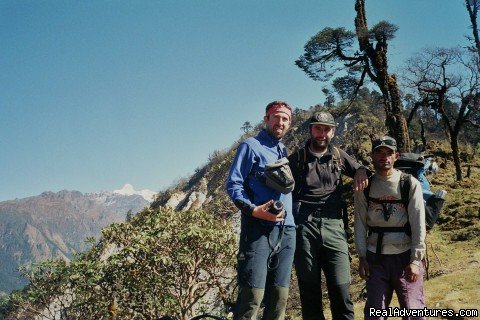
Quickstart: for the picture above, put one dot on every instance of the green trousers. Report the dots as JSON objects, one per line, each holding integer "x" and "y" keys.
{"x": 322, "y": 245}
{"x": 250, "y": 299}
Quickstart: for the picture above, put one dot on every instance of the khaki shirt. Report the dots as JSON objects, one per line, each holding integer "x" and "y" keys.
{"x": 388, "y": 188}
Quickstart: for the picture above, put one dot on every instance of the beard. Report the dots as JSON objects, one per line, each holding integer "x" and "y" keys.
{"x": 276, "y": 132}
{"x": 320, "y": 145}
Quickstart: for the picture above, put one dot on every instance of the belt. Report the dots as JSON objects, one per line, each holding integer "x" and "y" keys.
{"x": 318, "y": 211}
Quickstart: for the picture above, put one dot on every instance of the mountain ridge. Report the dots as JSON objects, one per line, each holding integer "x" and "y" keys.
{"x": 55, "y": 225}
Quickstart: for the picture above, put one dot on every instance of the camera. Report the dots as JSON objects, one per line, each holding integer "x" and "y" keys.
{"x": 276, "y": 208}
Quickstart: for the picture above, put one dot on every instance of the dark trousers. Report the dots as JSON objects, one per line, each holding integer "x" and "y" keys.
{"x": 261, "y": 271}
{"x": 387, "y": 274}
{"x": 322, "y": 245}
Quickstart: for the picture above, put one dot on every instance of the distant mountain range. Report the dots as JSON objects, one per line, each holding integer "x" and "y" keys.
{"x": 55, "y": 225}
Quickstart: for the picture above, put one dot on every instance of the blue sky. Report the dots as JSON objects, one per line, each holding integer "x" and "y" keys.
{"x": 96, "y": 94}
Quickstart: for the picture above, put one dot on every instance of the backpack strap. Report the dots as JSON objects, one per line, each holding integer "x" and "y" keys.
{"x": 301, "y": 166}
{"x": 336, "y": 157}
{"x": 405, "y": 186}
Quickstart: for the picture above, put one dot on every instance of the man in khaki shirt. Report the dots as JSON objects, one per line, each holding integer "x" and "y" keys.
{"x": 390, "y": 235}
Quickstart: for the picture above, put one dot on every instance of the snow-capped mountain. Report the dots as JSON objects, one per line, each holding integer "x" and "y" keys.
{"x": 128, "y": 190}
{"x": 54, "y": 225}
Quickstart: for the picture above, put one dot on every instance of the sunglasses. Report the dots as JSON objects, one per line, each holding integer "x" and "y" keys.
{"x": 384, "y": 142}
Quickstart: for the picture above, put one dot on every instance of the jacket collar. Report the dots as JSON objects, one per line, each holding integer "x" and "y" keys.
{"x": 267, "y": 139}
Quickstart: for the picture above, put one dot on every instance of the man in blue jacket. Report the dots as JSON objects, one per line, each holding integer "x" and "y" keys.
{"x": 267, "y": 240}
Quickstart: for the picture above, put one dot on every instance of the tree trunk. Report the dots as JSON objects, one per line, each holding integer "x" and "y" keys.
{"x": 378, "y": 66}
{"x": 422, "y": 133}
{"x": 456, "y": 156}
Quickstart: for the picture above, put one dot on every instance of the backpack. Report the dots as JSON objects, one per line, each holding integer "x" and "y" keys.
{"x": 417, "y": 165}
{"x": 413, "y": 164}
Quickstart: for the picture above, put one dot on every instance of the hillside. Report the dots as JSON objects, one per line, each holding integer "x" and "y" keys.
{"x": 107, "y": 276}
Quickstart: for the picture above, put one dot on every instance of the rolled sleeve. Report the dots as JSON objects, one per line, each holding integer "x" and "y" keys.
{"x": 241, "y": 167}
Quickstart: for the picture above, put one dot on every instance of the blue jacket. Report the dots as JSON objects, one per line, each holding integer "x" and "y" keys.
{"x": 243, "y": 184}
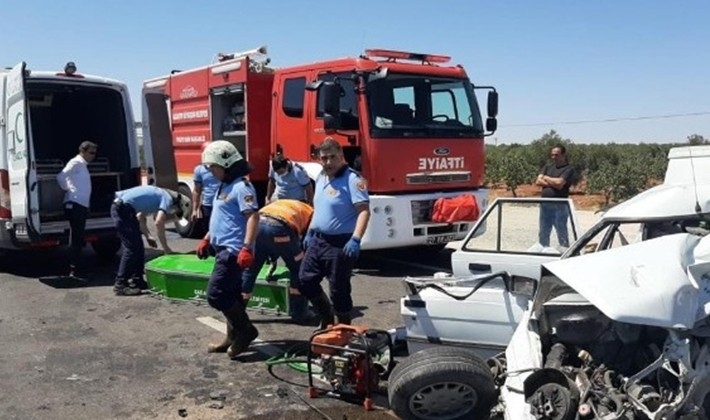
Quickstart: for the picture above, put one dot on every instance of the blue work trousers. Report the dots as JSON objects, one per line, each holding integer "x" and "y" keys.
{"x": 553, "y": 214}
{"x": 128, "y": 230}
{"x": 325, "y": 258}
{"x": 224, "y": 286}
{"x": 274, "y": 240}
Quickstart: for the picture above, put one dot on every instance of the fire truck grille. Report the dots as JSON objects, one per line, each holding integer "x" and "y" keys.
{"x": 438, "y": 178}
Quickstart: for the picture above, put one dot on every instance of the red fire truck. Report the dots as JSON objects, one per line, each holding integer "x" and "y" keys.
{"x": 408, "y": 122}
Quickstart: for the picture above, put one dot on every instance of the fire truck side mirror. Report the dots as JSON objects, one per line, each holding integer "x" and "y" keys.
{"x": 492, "y": 105}
{"x": 491, "y": 125}
{"x": 331, "y": 105}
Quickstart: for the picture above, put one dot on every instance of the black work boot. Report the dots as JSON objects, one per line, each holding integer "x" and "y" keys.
{"x": 224, "y": 345}
{"x": 344, "y": 318}
{"x": 244, "y": 331}
{"x": 139, "y": 283}
{"x": 123, "y": 288}
{"x": 321, "y": 304}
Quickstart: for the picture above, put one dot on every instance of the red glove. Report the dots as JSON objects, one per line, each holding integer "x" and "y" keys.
{"x": 245, "y": 259}
{"x": 203, "y": 249}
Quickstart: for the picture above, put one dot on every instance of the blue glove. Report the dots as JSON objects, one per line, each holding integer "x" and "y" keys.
{"x": 352, "y": 248}
{"x": 307, "y": 238}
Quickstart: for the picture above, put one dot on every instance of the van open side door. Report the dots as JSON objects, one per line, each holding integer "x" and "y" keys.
{"x": 157, "y": 138}
{"x": 24, "y": 191}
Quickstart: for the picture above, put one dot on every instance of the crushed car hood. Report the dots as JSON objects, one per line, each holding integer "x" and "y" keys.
{"x": 663, "y": 282}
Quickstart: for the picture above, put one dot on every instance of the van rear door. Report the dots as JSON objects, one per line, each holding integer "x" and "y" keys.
{"x": 158, "y": 149}
{"x": 24, "y": 196}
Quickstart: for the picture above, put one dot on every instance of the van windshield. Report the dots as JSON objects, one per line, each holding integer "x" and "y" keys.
{"x": 415, "y": 105}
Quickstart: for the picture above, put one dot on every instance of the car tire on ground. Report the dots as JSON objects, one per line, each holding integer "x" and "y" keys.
{"x": 446, "y": 383}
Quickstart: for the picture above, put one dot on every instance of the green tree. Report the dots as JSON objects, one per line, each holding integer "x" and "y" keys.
{"x": 516, "y": 170}
{"x": 617, "y": 182}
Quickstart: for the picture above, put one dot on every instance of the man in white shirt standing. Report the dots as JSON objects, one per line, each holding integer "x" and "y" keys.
{"x": 75, "y": 180}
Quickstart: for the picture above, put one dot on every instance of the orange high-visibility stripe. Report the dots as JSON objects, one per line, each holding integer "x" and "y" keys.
{"x": 296, "y": 214}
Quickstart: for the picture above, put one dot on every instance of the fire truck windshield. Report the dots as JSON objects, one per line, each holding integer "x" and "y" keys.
{"x": 413, "y": 105}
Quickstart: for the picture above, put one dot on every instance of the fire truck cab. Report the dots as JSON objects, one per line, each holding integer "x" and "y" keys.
{"x": 409, "y": 123}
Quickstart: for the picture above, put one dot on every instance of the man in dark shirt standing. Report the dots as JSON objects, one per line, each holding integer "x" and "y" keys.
{"x": 555, "y": 179}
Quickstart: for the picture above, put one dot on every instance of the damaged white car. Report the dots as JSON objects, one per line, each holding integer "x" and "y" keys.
{"x": 620, "y": 334}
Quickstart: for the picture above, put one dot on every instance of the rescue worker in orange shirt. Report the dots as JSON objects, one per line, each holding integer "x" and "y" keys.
{"x": 281, "y": 224}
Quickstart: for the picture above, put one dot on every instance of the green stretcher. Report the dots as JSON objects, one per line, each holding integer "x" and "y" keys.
{"x": 185, "y": 277}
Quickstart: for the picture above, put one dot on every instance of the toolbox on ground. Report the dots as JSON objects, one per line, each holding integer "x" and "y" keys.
{"x": 185, "y": 277}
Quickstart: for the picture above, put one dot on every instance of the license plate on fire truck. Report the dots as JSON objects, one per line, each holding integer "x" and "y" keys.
{"x": 433, "y": 240}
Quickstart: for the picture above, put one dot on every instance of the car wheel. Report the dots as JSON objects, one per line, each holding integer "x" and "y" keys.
{"x": 185, "y": 227}
{"x": 443, "y": 384}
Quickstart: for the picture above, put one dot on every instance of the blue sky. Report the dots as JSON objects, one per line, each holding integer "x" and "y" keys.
{"x": 553, "y": 63}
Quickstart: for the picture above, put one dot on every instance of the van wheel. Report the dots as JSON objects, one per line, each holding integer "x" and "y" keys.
{"x": 453, "y": 385}
{"x": 106, "y": 248}
{"x": 185, "y": 227}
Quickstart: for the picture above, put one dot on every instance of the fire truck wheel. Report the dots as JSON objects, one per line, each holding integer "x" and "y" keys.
{"x": 106, "y": 248}
{"x": 185, "y": 227}
{"x": 442, "y": 384}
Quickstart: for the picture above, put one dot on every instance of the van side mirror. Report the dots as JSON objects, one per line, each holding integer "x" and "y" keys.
{"x": 492, "y": 105}
{"x": 491, "y": 124}
{"x": 332, "y": 93}
{"x": 521, "y": 286}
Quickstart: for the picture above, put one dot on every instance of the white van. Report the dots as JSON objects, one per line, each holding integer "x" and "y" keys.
{"x": 45, "y": 115}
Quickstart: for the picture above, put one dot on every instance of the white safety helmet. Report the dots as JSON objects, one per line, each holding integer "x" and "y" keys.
{"x": 222, "y": 153}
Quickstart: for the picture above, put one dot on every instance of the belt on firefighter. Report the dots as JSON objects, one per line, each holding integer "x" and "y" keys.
{"x": 336, "y": 239}
{"x": 271, "y": 220}
{"x": 121, "y": 204}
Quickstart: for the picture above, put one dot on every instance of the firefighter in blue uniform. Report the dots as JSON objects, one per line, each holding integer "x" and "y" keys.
{"x": 129, "y": 211}
{"x": 341, "y": 211}
{"x": 232, "y": 234}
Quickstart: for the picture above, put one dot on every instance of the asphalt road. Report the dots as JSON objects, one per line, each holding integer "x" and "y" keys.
{"x": 73, "y": 350}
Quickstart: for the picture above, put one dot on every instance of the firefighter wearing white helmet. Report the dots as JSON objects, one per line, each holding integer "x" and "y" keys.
{"x": 232, "y": 234}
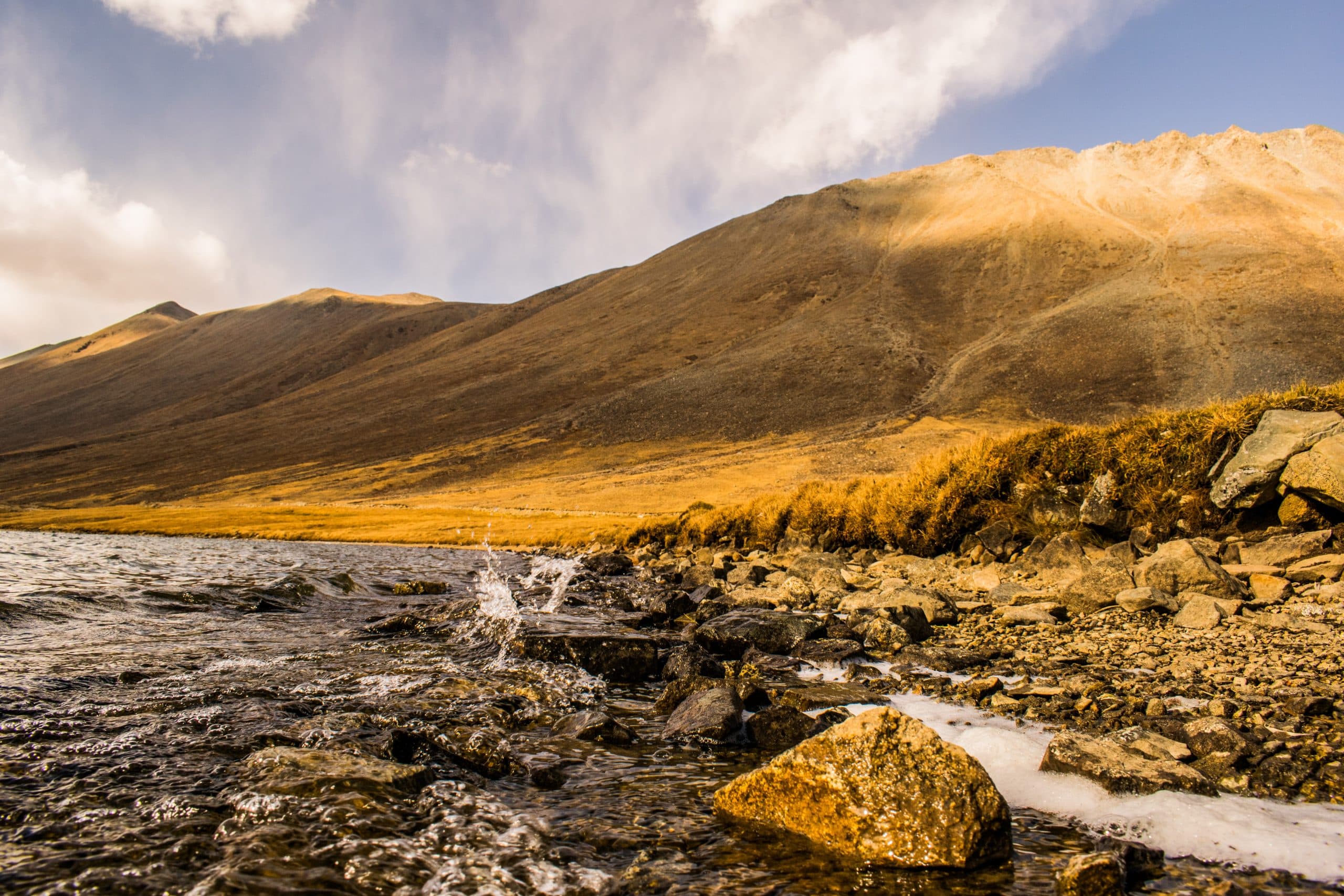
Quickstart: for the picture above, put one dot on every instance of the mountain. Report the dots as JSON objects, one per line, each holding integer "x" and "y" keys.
{"x": 1030, "y": 285}
{"x": 133, "y": 328}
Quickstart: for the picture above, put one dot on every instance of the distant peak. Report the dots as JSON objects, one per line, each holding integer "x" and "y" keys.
{"x": 171, "y": 309}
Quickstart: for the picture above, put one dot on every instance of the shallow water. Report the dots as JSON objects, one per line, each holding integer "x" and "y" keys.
{"x": 138, "y": 675}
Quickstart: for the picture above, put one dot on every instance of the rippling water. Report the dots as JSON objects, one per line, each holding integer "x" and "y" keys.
{"x": 138, "y": 675}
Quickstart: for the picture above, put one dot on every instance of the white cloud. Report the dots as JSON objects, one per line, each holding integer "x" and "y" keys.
{"x": 627, "y": 127}
{"x": 75, "y": 260}
{"x": 197, "y": 20}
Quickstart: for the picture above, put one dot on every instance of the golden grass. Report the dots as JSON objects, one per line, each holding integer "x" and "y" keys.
{"x": 1160, "y": 461}
{"x": 326, "y": 523}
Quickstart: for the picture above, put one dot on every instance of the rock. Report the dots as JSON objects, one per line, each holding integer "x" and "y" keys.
{"x": 691, "y": 660}
{"x": 1210, "y": 734}
{"x": 1319, "y": 473}
{"x": 1285, "y": 550}
{"x": 483, "y": 750}
{"x": 1152, "y": 745}
{"x": 1100, "y": 508}
{"x": 706, "y": 718}
{"x": 879, "y": 789}
{"x": 807, "y": 566}
{"x": 1092, "y": 875}
{"x": 1030, "y": 614}
{"x": 292, "y": 770}
{"x": 1119, "y": 769}
{"x": 608, "y": 563}
{"x": 1177, "y": 566}
{"x": 1202, "y": 613}
{"x": 827, "y": 649}
{"x": 1326, "y": 567}
{"x": 1269, "y": 589}
{"x": 936, "y": 608}
{"x": 1300, "y": 513}
{"x": 1254, "y": 469}
{"x": 616, "y": 656}
{"x": 1146, "y": 598}
{"x": 733, "y": 633}
{"x": 832, "y": 693}
{"x": 1095, "y": 589}
{"x": 777, "y": 729}
{"x": 593, "y": 726}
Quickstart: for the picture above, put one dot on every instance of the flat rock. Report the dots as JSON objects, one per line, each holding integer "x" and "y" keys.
{"x": 1178, "y": 566}
{"x": 1254, "y": 469}
{"x": 706, "y": 718}
{"x": 1319, "y": 473}
{"x": 1119, "y": 769}
{"x": 734, "y": 633}
{"x": 879, "y": 789}
{"x": 293, "y": 770}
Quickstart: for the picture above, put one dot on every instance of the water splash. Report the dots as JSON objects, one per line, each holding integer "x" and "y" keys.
{"x": 560, "y": 571}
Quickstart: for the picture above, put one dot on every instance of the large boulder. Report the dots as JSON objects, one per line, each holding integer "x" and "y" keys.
{"x": 1285, "y": 550}
{"x": 1119, "y": 769}
{"x": 1178, "y": 566}
{"x": 734, "y": 633}
{"x": 1253, "y": 472}
{"x": 1319, "y": 473}
{"x": 706, "y": 718}
{"x": 878, "y": 789}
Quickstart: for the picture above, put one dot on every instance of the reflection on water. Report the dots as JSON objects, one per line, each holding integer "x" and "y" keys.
{"x": 138, "y": 676}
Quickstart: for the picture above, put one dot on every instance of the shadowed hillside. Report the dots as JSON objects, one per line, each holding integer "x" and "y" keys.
{"x": 1028, "y": 285}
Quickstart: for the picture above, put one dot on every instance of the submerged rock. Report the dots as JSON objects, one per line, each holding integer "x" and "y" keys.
{"x": 734, "y": 633}
{"x": 293, "y": 770}
{"x": 1119, "y": 769}
{"x": 706, "y": 718}
{"x": 882, "y": 789}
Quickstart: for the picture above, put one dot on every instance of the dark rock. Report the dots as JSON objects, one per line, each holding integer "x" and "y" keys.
{"x": 608, "y": 563}
{"x": 593, "y": 726}
{"x": 777, "y": 729}
{"x": 706, "y": 718}
{"x": 615, "y": 656}
{"x": 827, "y": 649}
{"x": 691, "y": 660}
{"x": 733, "y": 633}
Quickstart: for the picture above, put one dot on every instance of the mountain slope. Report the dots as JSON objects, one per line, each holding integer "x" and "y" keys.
{"x": 1026, "y": 285}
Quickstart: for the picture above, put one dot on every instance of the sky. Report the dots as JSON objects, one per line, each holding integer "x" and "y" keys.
{"x": 230, "y": 152}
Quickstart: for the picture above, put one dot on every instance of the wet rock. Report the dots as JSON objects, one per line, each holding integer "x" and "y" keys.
{"x": 292, "y": 770}
{"x": 1092, "y": 875}
{"x": 481, "y": 750}
{"x": 1119, "y": 769}
{"x": 1319, "y": 473}
{"x": 832, "y": 693}
{"x": 608, "y": 563}
{"x": 615, "y": 656}
{"x": 777, "y": 729}
{"x": 593, "y": 726}
{"x": 691, "y": 660}
{"x": 1285, "y": 550}
{"x": 1214, "y": 735}
{"x": 706, "y": 718}
{"x": 1178, "y": 566}
{"x": 1254, "y": 469}
{"x": 881, "y": 789}
{"x": 733, "y": 633}
{"x": 827, "y": 649}
{"x": 1146, "y": 598}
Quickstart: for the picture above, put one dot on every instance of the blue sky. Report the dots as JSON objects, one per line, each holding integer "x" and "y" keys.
{"x": 229, "y": 152}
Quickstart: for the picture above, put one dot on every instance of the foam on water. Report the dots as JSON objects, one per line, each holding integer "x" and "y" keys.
{"x": 1304, "y": 839}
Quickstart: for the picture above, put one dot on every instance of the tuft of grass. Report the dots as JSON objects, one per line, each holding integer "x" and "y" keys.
{"x": 1162, "y": 464}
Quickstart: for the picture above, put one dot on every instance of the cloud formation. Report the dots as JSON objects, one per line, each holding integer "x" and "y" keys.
{"x": 197, "y": 20}
{"x": 69, "y": 250}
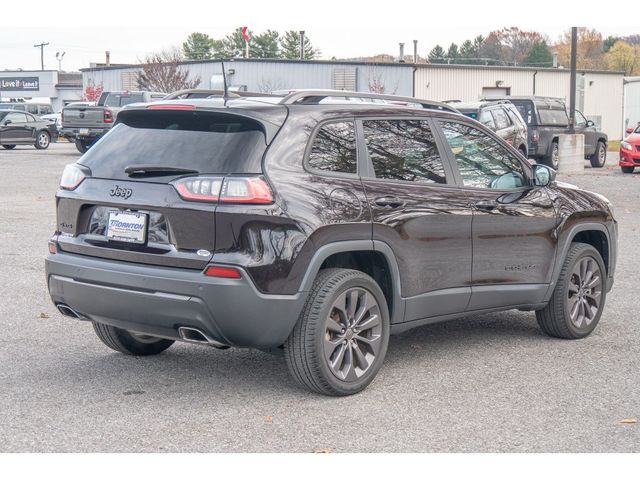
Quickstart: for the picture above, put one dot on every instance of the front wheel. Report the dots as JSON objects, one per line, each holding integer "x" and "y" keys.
{"x": 130, "y": 343}
{"x": 579, "y": 296}
{"x": 599, "y": 157}
{"x": 43, "y": 140}
{"x": 342, "y": 334}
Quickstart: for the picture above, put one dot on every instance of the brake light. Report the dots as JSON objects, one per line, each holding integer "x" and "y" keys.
{"x": 250, "y": 190}
{"x": 535, "y": 136}
{"x": 72, "y": 176}
{"x": 223, "y": 272}
{"x": 245, "y": 190}
{"x": 171, "y": 107}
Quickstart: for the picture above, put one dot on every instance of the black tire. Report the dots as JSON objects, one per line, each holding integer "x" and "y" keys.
{"x": 130, "y": 344}
{"x": 599, "y": 157}
{"x": 83, "y": 145}
{"x": 43, "y": 140}
{"x": 551, "y": 160}
{"x": 306, "y": 348}
{"x": 556, "y": 318}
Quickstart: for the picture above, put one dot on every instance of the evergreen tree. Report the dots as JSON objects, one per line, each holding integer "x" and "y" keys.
{"x": 266, "y": 45}
{"x": 199, "y": 46}
{"x": 290, "y": 46}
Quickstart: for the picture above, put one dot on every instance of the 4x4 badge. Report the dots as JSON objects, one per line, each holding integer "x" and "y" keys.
{"x": 118, "y": 191}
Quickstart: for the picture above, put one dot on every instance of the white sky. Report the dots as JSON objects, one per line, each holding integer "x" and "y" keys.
{"x": 130, "y": 29}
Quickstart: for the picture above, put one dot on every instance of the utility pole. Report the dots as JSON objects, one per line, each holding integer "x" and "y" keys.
{"x": 572, "y": 80}
{"x": 41, "y": 47}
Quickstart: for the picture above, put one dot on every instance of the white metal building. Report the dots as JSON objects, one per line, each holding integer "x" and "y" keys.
{"x": 599, "y": 94}
{"x": 631, "y": 116}
{"x": 52, "y": 86}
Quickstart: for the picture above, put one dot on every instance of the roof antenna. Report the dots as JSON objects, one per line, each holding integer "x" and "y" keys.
{"x": 225, "y": 93}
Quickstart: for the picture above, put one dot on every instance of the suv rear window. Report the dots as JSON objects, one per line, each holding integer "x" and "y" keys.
{"x": 207, "y": 142}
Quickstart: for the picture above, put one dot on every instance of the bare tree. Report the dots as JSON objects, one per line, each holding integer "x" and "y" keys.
{"x": 161, "y": 72}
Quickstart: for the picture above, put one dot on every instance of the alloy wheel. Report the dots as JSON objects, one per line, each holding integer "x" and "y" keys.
{"x": 584, "y": 292}
{"x": 353, "y": 334}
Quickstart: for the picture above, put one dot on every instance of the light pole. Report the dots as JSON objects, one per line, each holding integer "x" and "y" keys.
{"x": 59, "y": 57}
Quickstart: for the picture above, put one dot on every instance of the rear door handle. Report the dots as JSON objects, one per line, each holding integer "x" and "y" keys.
{"x": 389, "y": 202}
{"x": 486, "y": 205}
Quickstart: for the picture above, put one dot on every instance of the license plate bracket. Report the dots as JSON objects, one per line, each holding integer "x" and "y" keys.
{"x": 127, "y": 226}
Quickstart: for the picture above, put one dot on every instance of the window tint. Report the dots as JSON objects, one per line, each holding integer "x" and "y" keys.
{"x": 553, "y": 117}
{"x": 481, "y": 160}
{"x": 334, "y": 148}
{"x": 502, "y": 121}
{"x": 486, "y": 119}
{"x": 16, "y": 117}
{"x": 403, "y": 150}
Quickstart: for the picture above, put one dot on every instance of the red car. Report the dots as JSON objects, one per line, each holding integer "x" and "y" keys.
{"x": 630, "y": 151}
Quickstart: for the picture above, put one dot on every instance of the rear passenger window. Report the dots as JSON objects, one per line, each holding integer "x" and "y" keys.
{"x": 502, "y": 121}
{"x": 403, "y": 150}
{"x": 334, "y": 148}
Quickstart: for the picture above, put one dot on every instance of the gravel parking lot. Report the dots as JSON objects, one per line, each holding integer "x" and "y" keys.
{"x": 485, "y": 383}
++++++
• EXERCISE DESCRIPTION:
Leave out every line before the one containing "license plate bracket."; set down that line and all remaining lines of the material exactly.

• FINAL RESULT:
Quickstart: for the picture above, put one dot on every instance of the license plate bracket. Report the dots as JSON objects, one per line, each holding integer "x" and "y" keys.
{"x": 127, "y": 226}
Quickstart: for the picture above, put one dot on every instance of the window tint. Report the dots as JSON objects, one per line, each holding integer "x" and "y" keys.
{"x": 553, "y": 117}
{"x": 481, "y": 160}
{"x": 334, "y": 148}
{"x": 502, "y": 121}
{"x": 486, "y": 119}
{"x": 16, "y": 117}
{"x": 403, "y": 150}
Quickstart: for the picture above, put one dot on every instance of the red car. Report the dots as JSON objects, one per line, each holding integer "x" and "y" keys.
{"x": 630, "y": 151}
Quickstart: for the picture above, put one dot on every instance of the rear passenger window. Report the dots as JSON objects, one per line, each holding integer "x" and "y" keys.
{"x": 502, "y": 121}
{"x": 403, "y": 150}
{"x": 334, "y": 148}
Quickstart: for the picture above, put one dot on every instance of the gravel parking lot. Report the dots as JSON objects, one per line, each holding integer "x" and "y" keys.
{"x": 485, "y": 383}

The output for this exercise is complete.